● **EXERCISE OBJECTIVE**
Below is a block of records; repeat each one exactly.

——

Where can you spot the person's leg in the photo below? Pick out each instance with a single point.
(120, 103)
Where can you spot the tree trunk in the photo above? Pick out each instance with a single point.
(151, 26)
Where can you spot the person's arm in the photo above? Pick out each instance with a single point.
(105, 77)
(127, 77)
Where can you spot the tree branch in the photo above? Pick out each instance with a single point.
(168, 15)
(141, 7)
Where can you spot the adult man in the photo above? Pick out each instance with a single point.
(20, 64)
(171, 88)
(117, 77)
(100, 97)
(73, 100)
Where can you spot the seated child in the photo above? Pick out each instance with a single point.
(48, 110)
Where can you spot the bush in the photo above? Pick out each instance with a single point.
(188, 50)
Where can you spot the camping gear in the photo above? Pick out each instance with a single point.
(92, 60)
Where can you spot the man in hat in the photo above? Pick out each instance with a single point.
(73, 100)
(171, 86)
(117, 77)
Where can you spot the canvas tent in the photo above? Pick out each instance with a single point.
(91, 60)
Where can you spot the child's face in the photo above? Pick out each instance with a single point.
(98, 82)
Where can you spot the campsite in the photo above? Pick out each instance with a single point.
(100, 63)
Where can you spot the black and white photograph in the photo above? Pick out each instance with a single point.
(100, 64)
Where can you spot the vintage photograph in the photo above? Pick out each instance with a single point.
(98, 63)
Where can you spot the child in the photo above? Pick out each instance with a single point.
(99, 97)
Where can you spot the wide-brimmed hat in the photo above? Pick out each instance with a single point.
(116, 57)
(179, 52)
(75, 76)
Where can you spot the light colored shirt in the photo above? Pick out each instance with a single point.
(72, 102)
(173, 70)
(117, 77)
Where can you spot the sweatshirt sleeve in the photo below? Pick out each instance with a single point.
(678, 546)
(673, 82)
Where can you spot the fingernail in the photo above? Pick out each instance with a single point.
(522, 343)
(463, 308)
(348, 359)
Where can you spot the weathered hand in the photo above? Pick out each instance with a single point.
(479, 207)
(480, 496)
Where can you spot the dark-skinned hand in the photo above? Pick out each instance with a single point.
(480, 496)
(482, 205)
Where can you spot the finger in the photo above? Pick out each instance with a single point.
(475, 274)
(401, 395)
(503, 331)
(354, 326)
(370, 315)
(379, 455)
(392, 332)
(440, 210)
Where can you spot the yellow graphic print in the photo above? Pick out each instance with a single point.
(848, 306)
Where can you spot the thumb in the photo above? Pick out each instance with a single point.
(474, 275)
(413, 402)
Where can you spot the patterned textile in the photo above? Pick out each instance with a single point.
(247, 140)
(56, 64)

——

● **ANSWER FOR THIS EXERCISE**
Where can you spot the person's leg in the photo below? Pick out each instance with a single point.
(120, 103)
Where can you spot the tree trunk in the photo above? Pick out each instance with a single point.
(151, 26)
Where can you spot the person's arm in the photo above? Pick out each instance with a single point.
(105, 77)
(127, 77)
Where can you spot the tree branch in the photo above? Pick out each instance with a single point.
(168, 15)
(141, 7)
Where can you spot the adult man in the photo above? Pick out each instance with a single point.
(20, 64)
(171, 88)
(117, 77)
(100, 97)
(73, 100)
Where can you spot the seated child in the photo above? Pick out each instance with a single point.
(48, 110)
Where can you spot the bush in the photo above? Pick out each instance with a single point.
(188, 50)
Where can you spot the camping gear in the photo above? Pick out each instance with a single point.
(92, 60)
Where can you spot the man in hat in the photo above? Pick out each instance with a single point.
(73, 100)
(171, 86)
(117, 77)
Where can you spot the canvas tent in the photo above? Pick out each instance with a single point.
(91, 60)
Where can you spot the child's face in the photo above? Pick out each instance with a single point.
(98, 82)
Where can you spot the campsite in the photo above? Pick out each instance with a single point.
(100, 63)
Where can you spot the black and white photograph in the photo above? Pick out each instance with a single point.
(100, 64)
Where can you spot the vintage photograph in the photo above? Pick out each instance with a single point.
(98, 63)
Where can you spot the child in the photo above? Pick out each instance with a single point.
(99, 97)
Where can you spot the wide-brimmed hat in the photo above? Pick out each instance with a single point.
(116, 57)
(179, 52)
(75, 76)
Where can you spot the light colored shirt in the photo above? Pick out each instance with a single point.
(72, 102)
(173, 70)
(117, 77)
Where can you spot the sweatshirt sleeve in the photo below? Pick out each instance with a single point.
(678, 546)
(673, 82)
Where can you spot the fingernail in the photo above? Pick out each instance with a single point.
(522, 343)
(463, 308)
(348, 359)
Where can you spot the weathered hand in the photo above? Pick out each instance with a single point.
(479, 207)
(480, 496)
Where can you spot the dark-skinned hand in the photo above? Pick out each instance with a single point.
(480, 496)
(482, 205)
Where can you spot the finger in the photo above? Pick out each instance with a single point.
(475, 274)
(401, 395)
(503, 331)
(354, 326)
(370, 315)
(379, 455)
(392, 332)
(440, 210)
Where can you spot the yellow graphic print in the photo above? Pick out each instance with a single point.
(848, 306)
Where can you spot the thumb in the photo above? Pick out each instance with a single point.
(474, 275)
(413, 402)
Where can you spot the patterned textile in the photo above? Pick out each instance with a single point.
(247, 140)
(56, 64)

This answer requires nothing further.